▸ **Excerpt to read**

Case ID: colo_145/html/0391-01.html
Source: Caselaw Access Project
Author: {"author": "Mr. Justice Doyle", "license": "Public Domain", "url": "https://static.case.law/"}
Date Created: 2024-08-24T03:29:51.129683

No. 19,246.
    Frank Z. Piper, et al. v. Joseph H. Mayer, et al.
    (360 P. [2d] 433)
    Decided February 6, 1961.
    Rehearing denied March 6, 1961.
    
      Mr. Edward A. Jersin, for plaintiffs in error.
    Messrs. Wood, Ris & Hames, Mr. Stephen E. Connor, for defendants in error.
    
      En Banc.
    
   Mr. Justice Doyle

delivered the opinion of the Court.

The parties will be referred to as they appeared in the trial court where plaintiffs in error were plaintiffs. Review is sought of a judgment based on a jury verdict in favor of the defendants and against plaintiffs.

The plaintiffs instituted the action seeking to recover for personal injuries and property damage growing out of an automobile accident which occurred on the Clear Creek Canyon road 3% miles west of Golden, Colorado. On the day of the accident, March 16, 1958, at about 6:20 P.M., plaintiffs were traveling in an easterly direction on the mentioned highway toward Denver and had reached the point near Golden when Sampson’s automobile, in which they were traveling, unexpectedly stalled. Plaintiffs pushed the car out of the lane of travel and the plaintiff Piper raised the hood and was, at the time of the impact, looking at the motor. Plaintiff Sampson was standing in front of the car when the impact occurred. Suddenly looking up, he saw the defendants’ vehicle rounding a curve some 300 feet west of the point where the vehicle was stalled. As the defendants’ car rounded the curve it spun out of control on the icy highway, and through the efforts of defendant Mayer to straighten it out, moved through a right arc into a skid and its left side slid into the stalled vehicle, striking the left rear of the plaintiffs’ car. The point of impact of the defendants’ vehicle was at its left door. Plaintiffs’ car had been stopped about 5 minutes when the collision occurred.

The testimony concerning the speed of the defendants’ car just prior to the loss of control varied somewhat. One version was that the speed was from 30 to 35 miles per hour. However, a patrolman who came on the scene immediately afterward was told by Mayer that he was traveling between 40 and 45 miles per hour. It is undisputed that snow had been falling for several hours, that a considerable quantity had accumulated and that the highway was hard packed and slick.

▸ **About this exercise**
Please reproduce the part of the court opinion on the car accident starting at "Decided February 6, 1961." and ending at "and against plaintiffs.", word for word.

Stored data entries
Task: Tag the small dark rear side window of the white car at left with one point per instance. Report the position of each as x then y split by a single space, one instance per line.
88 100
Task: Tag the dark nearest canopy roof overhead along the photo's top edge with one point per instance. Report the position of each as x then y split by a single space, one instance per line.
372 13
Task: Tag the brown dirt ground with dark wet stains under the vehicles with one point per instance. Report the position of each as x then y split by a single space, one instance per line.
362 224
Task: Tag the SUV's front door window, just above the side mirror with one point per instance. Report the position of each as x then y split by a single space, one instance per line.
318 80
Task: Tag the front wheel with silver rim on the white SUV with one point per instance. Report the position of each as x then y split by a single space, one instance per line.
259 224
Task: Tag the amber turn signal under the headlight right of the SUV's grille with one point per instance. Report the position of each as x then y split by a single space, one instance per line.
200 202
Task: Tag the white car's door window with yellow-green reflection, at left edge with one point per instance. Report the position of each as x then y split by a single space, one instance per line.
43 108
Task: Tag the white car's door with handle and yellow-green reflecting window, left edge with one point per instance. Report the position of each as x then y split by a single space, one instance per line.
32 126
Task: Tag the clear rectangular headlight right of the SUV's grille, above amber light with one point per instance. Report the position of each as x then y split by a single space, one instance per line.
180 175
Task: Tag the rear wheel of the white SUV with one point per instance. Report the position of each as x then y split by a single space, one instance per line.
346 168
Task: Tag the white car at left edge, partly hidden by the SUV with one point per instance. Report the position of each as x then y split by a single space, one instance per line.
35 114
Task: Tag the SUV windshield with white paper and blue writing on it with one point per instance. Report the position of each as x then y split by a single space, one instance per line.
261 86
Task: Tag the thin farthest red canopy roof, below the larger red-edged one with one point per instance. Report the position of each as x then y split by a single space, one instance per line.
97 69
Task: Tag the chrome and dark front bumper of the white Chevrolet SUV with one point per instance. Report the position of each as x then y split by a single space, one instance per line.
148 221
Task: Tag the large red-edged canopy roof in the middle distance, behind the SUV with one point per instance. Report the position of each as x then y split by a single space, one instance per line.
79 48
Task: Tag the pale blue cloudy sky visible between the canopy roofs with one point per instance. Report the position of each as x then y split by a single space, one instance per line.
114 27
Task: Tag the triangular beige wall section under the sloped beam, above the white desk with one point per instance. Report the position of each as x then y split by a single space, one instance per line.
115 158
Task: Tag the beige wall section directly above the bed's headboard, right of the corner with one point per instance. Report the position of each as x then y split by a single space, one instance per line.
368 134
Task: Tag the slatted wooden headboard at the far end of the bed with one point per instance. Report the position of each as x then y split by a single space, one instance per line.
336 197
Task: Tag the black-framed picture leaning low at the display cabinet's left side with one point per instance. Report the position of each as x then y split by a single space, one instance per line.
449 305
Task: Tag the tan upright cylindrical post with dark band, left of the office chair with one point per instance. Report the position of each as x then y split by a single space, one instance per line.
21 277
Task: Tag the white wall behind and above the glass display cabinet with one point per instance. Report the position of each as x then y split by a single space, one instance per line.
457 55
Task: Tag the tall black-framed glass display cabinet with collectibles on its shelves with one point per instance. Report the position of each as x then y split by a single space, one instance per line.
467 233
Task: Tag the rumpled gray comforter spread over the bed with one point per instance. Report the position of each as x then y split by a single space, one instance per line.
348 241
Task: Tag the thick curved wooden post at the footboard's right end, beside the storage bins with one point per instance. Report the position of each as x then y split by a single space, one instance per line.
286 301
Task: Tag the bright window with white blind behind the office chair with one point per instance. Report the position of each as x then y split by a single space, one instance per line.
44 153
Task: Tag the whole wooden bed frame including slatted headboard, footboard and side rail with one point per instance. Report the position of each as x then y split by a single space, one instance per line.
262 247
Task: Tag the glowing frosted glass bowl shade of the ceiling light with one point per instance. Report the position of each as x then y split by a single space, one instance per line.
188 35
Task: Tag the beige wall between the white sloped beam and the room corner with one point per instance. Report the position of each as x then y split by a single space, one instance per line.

▸ **Answer below**
Decided February 6, 1961.
    Rehearing denied March 6, 1961.
    
      Mr. Edward A. Jersin, for plaintiffs in error.
    Messrs. Wood, Ris & Hames, Mr. Stephen E. Connor, for defendants in error.
    
      En Banc.
    
   Mr. Justice Doyle

delivered the opinion of the Court.

The parties will be referred to as they appeared in the trial court where plaintiffs in error were plaintiffs. Review is sought of a judgment based on a jury verdict in favor of the defendants and against plaintiffs.